Print the records below word for word, beginning with the first line and ending once the line containing "note: each item" is printed.
#####
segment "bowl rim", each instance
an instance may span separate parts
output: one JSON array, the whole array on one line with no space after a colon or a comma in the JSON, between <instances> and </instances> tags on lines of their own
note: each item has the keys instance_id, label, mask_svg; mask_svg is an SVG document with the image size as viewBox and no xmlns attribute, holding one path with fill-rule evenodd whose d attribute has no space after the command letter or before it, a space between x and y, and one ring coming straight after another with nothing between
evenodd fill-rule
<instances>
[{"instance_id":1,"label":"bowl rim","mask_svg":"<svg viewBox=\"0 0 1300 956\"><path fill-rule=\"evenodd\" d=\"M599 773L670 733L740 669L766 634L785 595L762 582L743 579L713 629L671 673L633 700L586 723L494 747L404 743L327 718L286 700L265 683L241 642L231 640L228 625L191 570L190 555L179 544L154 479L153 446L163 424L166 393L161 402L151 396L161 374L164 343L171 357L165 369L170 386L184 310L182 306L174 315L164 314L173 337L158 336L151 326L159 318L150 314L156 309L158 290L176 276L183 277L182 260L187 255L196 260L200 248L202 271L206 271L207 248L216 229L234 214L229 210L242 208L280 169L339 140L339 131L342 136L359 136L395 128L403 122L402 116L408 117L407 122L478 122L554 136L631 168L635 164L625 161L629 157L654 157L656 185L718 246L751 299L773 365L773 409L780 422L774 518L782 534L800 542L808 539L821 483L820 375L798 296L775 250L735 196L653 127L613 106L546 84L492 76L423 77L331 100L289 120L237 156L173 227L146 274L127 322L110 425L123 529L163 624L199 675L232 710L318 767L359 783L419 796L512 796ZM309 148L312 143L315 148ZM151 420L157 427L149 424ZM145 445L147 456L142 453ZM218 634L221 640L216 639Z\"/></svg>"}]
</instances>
#####
• Expected output:
segment "bowl rim", each instance
an instance may span separate parts
output: one JSON array, the whole array on one line with no space after a colon or a comma in the JSON, between <instances> and </instances> tags on lines of their own
note: each item has the keys instance_id, label, mask_svg; mask_svg is an SVG document with the image size as viewBox and no xmlns attribute, holding one path with fill-rule evenodd whose d attribute has no space after the command letter or before it, a space between x and y, and one ring coming straight after another with nothing between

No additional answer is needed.